▶ _Job A_: Using the passage on Nicholas Eudaimonoioannes, decide whether each statement agrees with it: (i) Nicholas served as tutor and regent to the young Theodore II Palaiologos; (ii) the Venetian Senate readily agreed to help rebuild the Hexamilion wall; (iii) the Byzantine envoys reached Constance on 25 March 1416. For each, answer yes or no and quote the words that settle it.

▶ _Given text_:
[Start]
Nicholas Eudaimonoioannes (Greek: Νικόλαος Εὺδαιμονοϊωάννης) was a Byzantine senior official of the early 15th century, most notable as ambassador to the Papacy during the Council of Constance and to the Republic of Venice during several occasions.

Nicholas is perhaps the best-known member of the noble Eudaimonoioannes family, or at any rate the one about whom most reliable information survives. Based on a manuscript colophon variously dated to either 1415/16 or 1419/20 he was a "synpetheros" of the Emperor Manuel II Palaiologos, implying a relation by marriage. What this relation was is unknown, although the Greek historian Haris Kalligas has suggested that his son George may have married a daughter of Manuel II sometime shortly after 1415.

Nicholas is first mentioned, along with his wife and children—who are not named—in an epitaph now in the Victoria and Albert Museum, dated to 1407. In the same year, he was appointed as tutor and regent over the young Theodore II Palaiologos, who was appointed Despot of the Morea. Nicholas probably bore the title of megas stratopedarches, although this is attributed by some modern sources to his son George.

As he knew the languages spoken in Western Europe, Nicholas was appointed as the head of a Byzantine delegation to the Council of Constance in early 1416. According to Ulrich von Richental, he was accompanied among others by his otherwise unknown son Andronikos ("Andriuoco von der Morea"). The Byzantine envoys first visited Venice in February, where they offered to mediate for the conclusion of peace between the Venetian Republic and the King of Hungary, Sigismund, but also asked for aid in rebuilding the Hexamilion wall that protected the entrance to the Morea, and urged the formation of a Christian league against the Ottoman Empire. The Venetian Senate gladly welcomed the Byzantine proposal to mediate with Sigismund, but was reluctant to commit itself on either of the latter proposals. The Byzantines arrived at Constance on 25 March 1416 and remained there for over a year, with Nicholas assisting at the election and investiture of Pope Martin V in 1417. On Nicholas' request, the new Pope gave permission for the marriage of Manuel II's two sons to Catholic princesses.
[End]
▶ _Job B_: In the records, swap "outstretched arm" for "extended arm" in the stretch from the line containing "green ball in this lobby camera frame." through the end of the records. Write out those lines again with nothing else changed.

▶ _Stored rows_:
[Start]
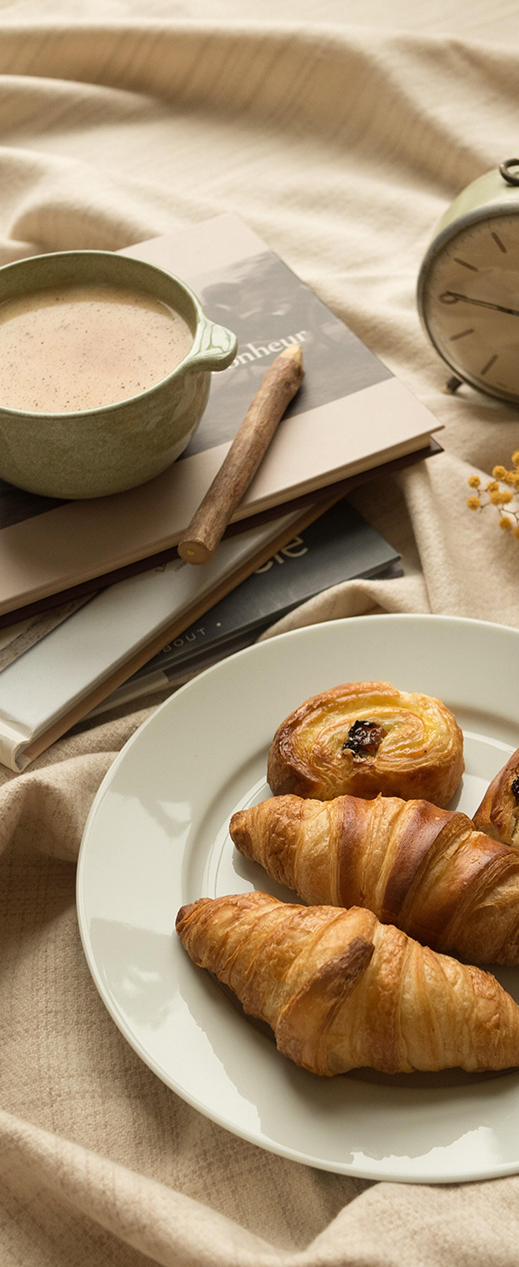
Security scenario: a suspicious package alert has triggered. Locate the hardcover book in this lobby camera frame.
[0,215,439,616]
[87,498,401,713]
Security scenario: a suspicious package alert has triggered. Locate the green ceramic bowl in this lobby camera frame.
[0,251,237,498]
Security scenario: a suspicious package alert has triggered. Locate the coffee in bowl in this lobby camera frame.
[0,251,238,498]
[0,284,192,413]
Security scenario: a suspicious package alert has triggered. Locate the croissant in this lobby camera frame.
[176,892,519,1077]
[229,796,519,965]
[473,748,519,849]
[267,682,463,806]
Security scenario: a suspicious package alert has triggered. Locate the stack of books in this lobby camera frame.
[0,215,439,770]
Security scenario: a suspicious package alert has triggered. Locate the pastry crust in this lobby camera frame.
[267,682,463,806]
[229,796,519,965]
[177,893,519,1077]
[473,748,519,849]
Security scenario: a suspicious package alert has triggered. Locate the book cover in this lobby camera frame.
[138,499,400,677]
[92,498,401,716]
[0,215,439,613]
[0,496,324,770]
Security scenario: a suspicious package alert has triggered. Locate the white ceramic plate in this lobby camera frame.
[77,616,519,1183]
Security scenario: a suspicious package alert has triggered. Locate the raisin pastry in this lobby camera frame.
[177,893,519,1077]
[267,682,463,806]
[229,796,519,965]
[473,748,519,849]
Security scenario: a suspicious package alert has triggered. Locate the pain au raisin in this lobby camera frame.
[342,721,387,756]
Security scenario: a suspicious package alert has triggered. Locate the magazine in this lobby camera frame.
[0,506,322,770]
[90,498,403,716]
[0,215,439,614]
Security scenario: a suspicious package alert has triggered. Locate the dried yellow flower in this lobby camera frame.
[490,493,513,506]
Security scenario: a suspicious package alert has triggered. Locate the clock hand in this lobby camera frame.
[439,290,519,317]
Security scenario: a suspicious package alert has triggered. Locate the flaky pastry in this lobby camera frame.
[229,796,519,965]
[177,893,519,1077]
[267,682,463,806]
[473,748,519,849]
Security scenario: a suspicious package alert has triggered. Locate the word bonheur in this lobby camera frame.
[230,329,308,370]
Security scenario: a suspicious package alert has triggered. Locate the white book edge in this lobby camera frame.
[0,512,301,773]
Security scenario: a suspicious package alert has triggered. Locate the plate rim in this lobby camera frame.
[76,612,519,1185]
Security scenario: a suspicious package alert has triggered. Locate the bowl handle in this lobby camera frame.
[187,317,238,370]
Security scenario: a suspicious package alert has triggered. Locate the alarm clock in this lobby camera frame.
[418,158,519,404]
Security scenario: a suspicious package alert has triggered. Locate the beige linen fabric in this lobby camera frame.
[0,0,519,1267]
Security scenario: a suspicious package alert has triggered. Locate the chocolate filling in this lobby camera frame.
[342,721,387,755]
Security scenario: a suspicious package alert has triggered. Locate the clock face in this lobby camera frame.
[423,208,519,402]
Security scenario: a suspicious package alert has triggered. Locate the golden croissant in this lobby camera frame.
[177,893,519,1077]
[229,796,519,965]
[473,748,519,849]
[267,682,463,806]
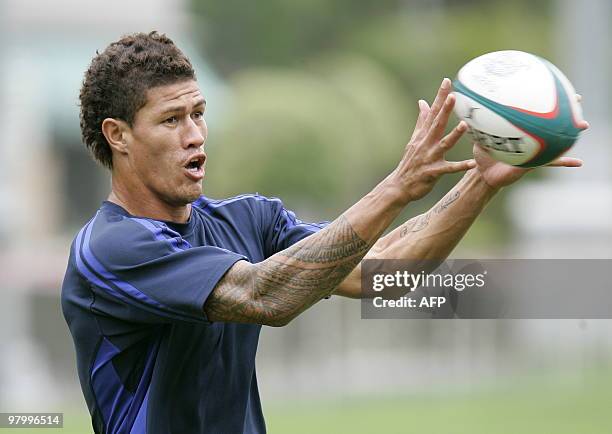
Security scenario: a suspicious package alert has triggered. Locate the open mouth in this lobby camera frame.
[183,154,206,180]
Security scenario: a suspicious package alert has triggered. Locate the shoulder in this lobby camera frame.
[192,193,283,214]
[73,209,182,265]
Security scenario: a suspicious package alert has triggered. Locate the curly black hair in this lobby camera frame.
[79,31,195,169]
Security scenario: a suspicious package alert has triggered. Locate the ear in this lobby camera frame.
[102,118,130,154]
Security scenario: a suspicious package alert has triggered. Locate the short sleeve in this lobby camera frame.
[263,199,329,256]
[74,213,246,322]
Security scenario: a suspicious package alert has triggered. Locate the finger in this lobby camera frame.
[424,78,451,128]
[546,157,582,167]
[440,158,476,173]
[415,99,430,129]
[435,121,467,154]
[410,99,430,141]
[426,95,455,143]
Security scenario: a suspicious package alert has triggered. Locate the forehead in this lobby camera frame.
[142,80,206,112]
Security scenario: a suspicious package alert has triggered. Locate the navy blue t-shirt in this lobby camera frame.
[62,195,323,434]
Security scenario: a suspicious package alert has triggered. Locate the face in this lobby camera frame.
[126,80,208,206]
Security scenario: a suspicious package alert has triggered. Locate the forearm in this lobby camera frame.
[335,169,495,298]
[204,183,403,326]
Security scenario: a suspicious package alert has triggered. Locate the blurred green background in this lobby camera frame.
[0,0,612,434]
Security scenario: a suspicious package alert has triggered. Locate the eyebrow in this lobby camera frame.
[160,98,206,115]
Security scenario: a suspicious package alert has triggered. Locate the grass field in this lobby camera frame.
[5,371,612,434]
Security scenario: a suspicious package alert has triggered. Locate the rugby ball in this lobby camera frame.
[453,50,583,167]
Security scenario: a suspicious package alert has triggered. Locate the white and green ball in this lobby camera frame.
[453,50,583,167]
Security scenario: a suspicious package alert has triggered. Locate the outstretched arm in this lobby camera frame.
[204,79,475,326]
[334,169,496,298]
[334,133,588,298]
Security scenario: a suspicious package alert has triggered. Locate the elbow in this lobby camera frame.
[End]
▶ _Task output A_:
(i) Yes: "he was appointed as tutor and regent over the young Theodore II Palaiologos"
(ii) No: "was reluctant to commit itself on either of the latter proposals"
(iii) Yes: "The Byzantines arrived at Constance on 25 March 1416"

▶ _Task output B_:
Security scenario: a suspicious package alert has triggered. Locate the white and green ball in this lobby camera frame.
[453,50,583,167]
Security scenario: a suspicious package alert has triggered. Locate the extended arm in this lobby camera frame.
[204,79,475,326]
[334,169,496,298]
[334,133,588,298]
Security scenario: a suspicious package alert has triggered. Locate the elbow in this lobby camera frame.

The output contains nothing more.